### EXERCISE INSTRUCTIONS
Nothing in the data should change when you return it, but leave the pictures out.

*** Begin section ***

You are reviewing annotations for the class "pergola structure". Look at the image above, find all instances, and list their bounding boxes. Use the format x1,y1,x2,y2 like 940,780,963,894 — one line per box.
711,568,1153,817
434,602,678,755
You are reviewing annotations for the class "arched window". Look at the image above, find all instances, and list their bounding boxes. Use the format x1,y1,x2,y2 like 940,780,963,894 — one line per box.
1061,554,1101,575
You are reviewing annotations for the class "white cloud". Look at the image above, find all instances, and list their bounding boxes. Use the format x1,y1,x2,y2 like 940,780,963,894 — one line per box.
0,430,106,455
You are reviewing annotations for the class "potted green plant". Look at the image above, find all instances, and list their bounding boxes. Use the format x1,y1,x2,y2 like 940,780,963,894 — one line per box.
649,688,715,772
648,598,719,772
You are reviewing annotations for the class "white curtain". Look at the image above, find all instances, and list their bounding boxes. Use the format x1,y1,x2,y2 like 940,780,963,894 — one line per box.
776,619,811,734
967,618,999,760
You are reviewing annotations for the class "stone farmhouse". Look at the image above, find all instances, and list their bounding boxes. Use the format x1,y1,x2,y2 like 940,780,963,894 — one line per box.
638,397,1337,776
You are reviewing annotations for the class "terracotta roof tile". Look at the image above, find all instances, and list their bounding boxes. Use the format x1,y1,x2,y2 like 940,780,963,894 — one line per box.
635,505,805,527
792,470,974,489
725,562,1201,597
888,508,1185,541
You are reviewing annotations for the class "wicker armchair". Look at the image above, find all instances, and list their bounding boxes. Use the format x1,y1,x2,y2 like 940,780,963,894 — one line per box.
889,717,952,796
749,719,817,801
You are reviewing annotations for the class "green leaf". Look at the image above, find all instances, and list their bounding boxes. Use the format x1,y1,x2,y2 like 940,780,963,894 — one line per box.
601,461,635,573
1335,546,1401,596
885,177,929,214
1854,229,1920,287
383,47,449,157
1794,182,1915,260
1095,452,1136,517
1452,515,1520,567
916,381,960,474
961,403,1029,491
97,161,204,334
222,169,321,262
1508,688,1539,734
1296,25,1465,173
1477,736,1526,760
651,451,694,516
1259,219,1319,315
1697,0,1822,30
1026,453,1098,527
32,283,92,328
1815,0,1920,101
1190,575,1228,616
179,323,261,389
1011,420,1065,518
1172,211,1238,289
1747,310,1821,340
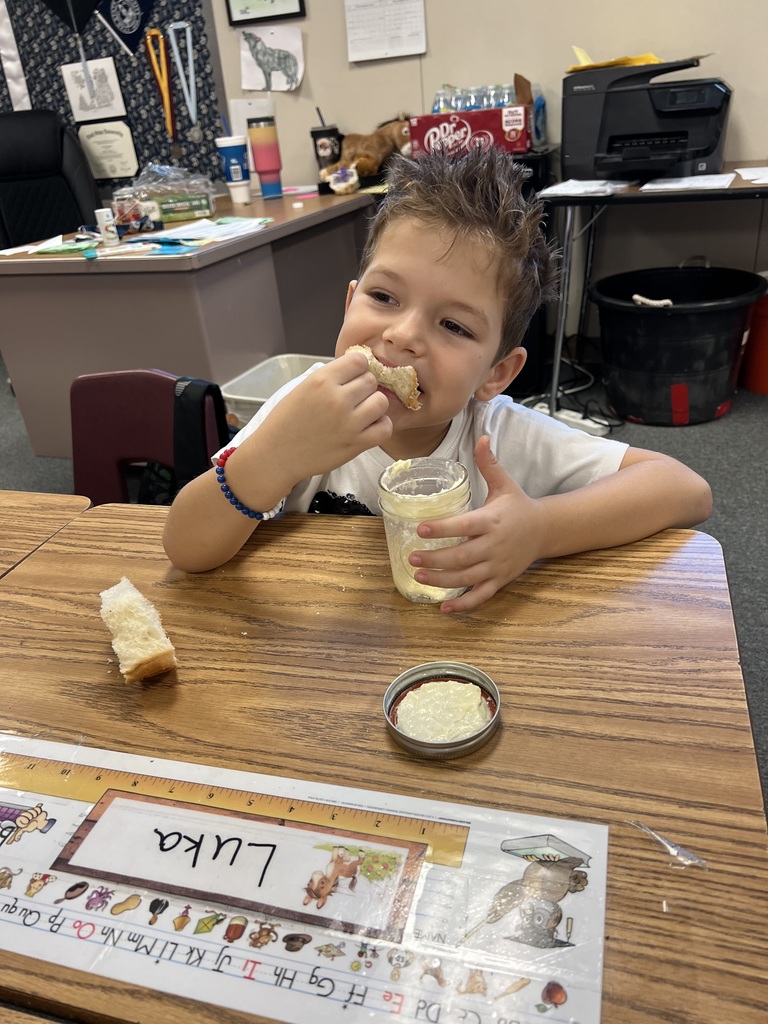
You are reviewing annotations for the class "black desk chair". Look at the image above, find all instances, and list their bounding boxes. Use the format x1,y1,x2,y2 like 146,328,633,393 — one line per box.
0,109,102,248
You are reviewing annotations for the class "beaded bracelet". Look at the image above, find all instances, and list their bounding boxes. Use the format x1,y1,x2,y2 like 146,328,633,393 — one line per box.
215,447,284,521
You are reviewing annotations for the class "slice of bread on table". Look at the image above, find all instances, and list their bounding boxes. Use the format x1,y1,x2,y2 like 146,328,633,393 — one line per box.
348,345,421,410
100,577,177,684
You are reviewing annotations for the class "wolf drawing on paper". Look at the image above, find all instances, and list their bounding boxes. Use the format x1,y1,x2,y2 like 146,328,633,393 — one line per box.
243,33,299,90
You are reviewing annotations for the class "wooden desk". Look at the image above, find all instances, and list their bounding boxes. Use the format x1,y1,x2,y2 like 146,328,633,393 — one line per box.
0,193,372,458
0,490,90,577
0,507,766,1023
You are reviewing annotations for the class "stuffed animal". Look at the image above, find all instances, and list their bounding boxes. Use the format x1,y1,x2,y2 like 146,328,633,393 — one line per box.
320,116,411,185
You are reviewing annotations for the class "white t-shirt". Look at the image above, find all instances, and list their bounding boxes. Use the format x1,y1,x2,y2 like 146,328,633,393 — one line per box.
220,363,629,516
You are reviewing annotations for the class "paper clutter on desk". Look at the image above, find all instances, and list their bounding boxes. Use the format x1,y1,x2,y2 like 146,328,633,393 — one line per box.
538,179,635,197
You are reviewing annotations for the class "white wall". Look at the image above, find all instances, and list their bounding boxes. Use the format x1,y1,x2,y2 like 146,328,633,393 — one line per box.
210,0,768,297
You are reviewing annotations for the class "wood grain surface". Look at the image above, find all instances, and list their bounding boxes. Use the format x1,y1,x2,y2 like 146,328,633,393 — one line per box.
0,505,766,1024
0,491,90,577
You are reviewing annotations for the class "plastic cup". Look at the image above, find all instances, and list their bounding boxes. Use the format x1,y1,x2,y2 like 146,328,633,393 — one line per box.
215,136,251,204
248,117,283,199
310,125,343,171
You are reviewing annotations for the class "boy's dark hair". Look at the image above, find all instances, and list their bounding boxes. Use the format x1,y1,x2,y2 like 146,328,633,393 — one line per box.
359,147,558,360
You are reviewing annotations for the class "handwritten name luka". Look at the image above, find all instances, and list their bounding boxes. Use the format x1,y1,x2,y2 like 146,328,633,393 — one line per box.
153,827,276,882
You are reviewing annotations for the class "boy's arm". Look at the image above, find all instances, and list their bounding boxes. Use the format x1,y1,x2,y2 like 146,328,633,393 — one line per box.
535,444,712,558
410,437,713,614
163,354,392,572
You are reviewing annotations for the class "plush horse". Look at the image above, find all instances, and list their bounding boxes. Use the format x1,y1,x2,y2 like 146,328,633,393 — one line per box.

*** End section ***

### SOLUTION
You are reviewing annotations for the class "pergola structure". Look at the image above, find all instances, and list their bounding boxes. Use the format x1,y1,x2,y2 like 940,780,963,894 — one line per box.
711,568,1153,817
434,602,678,755
You are reviewing annotations for the class "arched window". Look at the image above, find all instances, and list their bounding boxes. Use the format x1,y1,x2,y2 like 940,780,963,894 — one line per box.
1061,554,1101,575
You are reviewing annotations for the class "white cloud". Look at the image above, find all instances, and list their bounding boxes. Use the format x1,y1,x2,y2 like 940,780,963,894 — one line per box.
0,430,106,455
You are reviewing annotations for the class "potted green plant". Look at the image above, find all instances, and list their bounding boxes. Use the format x1,y1,x2,y2 like 940,780,963,894 — one line per box.
649,688,715,772
648,598,719,772
You are reviewing annotations for the class "white curtain". Look at the image above, find all instances, and list their bounding boxes. Use the format x1,y1,x2,y2 like 940,780,963,894 — one line per box.
776,619,811,734
967,618,999,760
You are reviewing annotations for the class "stone farmhouse". Look at the image above, find all instances, and list their bounding boxes. Use the format x1,y1,x2,y2 like 940,780,963,894 — one line per box.
638,397,1337,776
You are reviewing annotations for the class "terracotta roof tile". Look at the image above, find all instances, and list their bounding boxes. Use the format x1,y1,x2,y2 like 940,780,963,894 — one line per box.
635,505,805,527
792,470,974,489
725,562,1201,597
888,508,1185,541
You are reviewing annotations for the class "wicker armchair". Look at the image above, find all instances, and list their bounding boxes. Use the format x1,y1,x2,y2 like 940,780,963,894 — one line per box.
889,717,952,796
749,719,817,801
You are reviewing annotations for the class "green leaf". Look at the image above, find all instances, and list their bounding boxes. Use the format x1,y1,x2,y2 like 940,780,963,894 — one line per box.
601,461,635,573
1335,546,1401,596
885,177,929,214
1854,229,1920,287
383,47,449,157
1794,182,1915,260
1095,452,1136,517
1452,515,1520,567
916,381,960,474
961,403,1029,491
97,161,204,334
222,169,321,262
1508,688,1539,734
1296,25,1465,173
1477,736,1526,760
651,451,694,516
1259,219,1319,315
1697,0,1822,30
1026,453,1098,527
32,283,92,328
1815,0,1920,101
1190,575,1228,616
179,323,261,389
1011,420,1065,518
1172,211,1238,289
1747,310,1821,340
You are reviewing annotations for the class "black desk chair". Look at the image above, find all instances, and list their bounding boxes. Use the format x1,y1,x2,y2 like 146,328,633,393 — one line per box.
0,109,102,248
You are reviewing annotations for the class "beaded bracelet". Look at the image above, find all instances, and list their bounding boxes. Use the format x1,y1,x2,y2 like 146,328,633,393 — one line per box.
215,447,284,521
You are reviewing annotations for the class "slice of bread on table". Look at the image above, find all instances, and list their bounding boxes. Use the format x1,y1,x2,y2 like 146,328,633,393 — one line per box.
348,345,421,410
100,577,177,684
You are reviewing annotations for the class "wolf drawing on paper". Look at the image above, find all instances, and list their bounding boxes. Use the format x1,y1,x2,y2 like 146,328,633,393 — one line per box.
243,33,299,90
You are reviewing annotations for the class "wooden desk". Look at the image above, find all instances, and list their bounding boxes. Use the format x1,y1,x2,y2 like 146,328,633,393 — one line per box.
0,193,372,458
0,490,90,577
0,507,766,1023
You are reviewing annotations for the class "stuffed animal". Look at the image above, find all instances, and list their bounding boxes. Use the format x1,y1,x2,y2 like 146,328,633,393 — one line per box.
320,116,411,185
You are reviewing annotations for the class "white t-shirt". Look at the image above, find all instances, and list their bounding boxes. Use the format x1,y1,x2,y2 like 146,328,633,393 — one line per box.
220,363,629,516
You are reviewing annotations for the class "paper clutter on desk". Look at the image above, find all instances, and list their bounding boxes. Use the format x1,y1,x2,y2 like 146,328,633,393 — one line per box.
538,179,635,197
You are reviewing annotations for the class "white wall". Look at the image above, find all instances, and list their bounding boxes. Use the format x1,y1,x2,y2 like 146,328,633,393 — one line per box.
210,0,768,297
You are reviewing annotations for the class "wood grain surface". Look at the image above, find all instances, and list their bounding boxes. Use the format x1,y1,x2,y2 like 146,328,633,393 — one line per box.
0,505,766,1024
0,491,90,577
You are reviewing annotations for the class "plastic cup". Look at the image above, find all instances, and list their bounding boxes. Use the format x1,y1,x2,y2 like 146,328,633,393 — one line per box.
215,136,251,204
248,117,283,199
310,125,343,171
You are reviewing annotations for the class "boy's dark hair". Look at the image above, find all instances, and list their bounding boxes. Use the format x1,y1,x2,y2 like 146,328,633,393 — one line per box.
359,147,558,360
You are reviewing annotations for the class "handwritten name luka". Look at the image above, find all instances, and list their bounding boxes. Use the format x1,y1,x2,y2 like 146,328,633,393 — one line per box.
153,827,276,882
You are reviewing annotations for the class "boy's arm". Look at the image above, find all instances, and list their bounding boxes. Use the format x1,y1,x2,y2 like 146,328,633,393 — one line per box.
535,444,712,558
410,437,713,614
163,354,392,572
You are reviewing annotations for the class "plush horse". Look at the image above, find all instances, and list their bounding boxes. Use the format x1,y1,x2,y2 like 146,328,633,393 — one line per box.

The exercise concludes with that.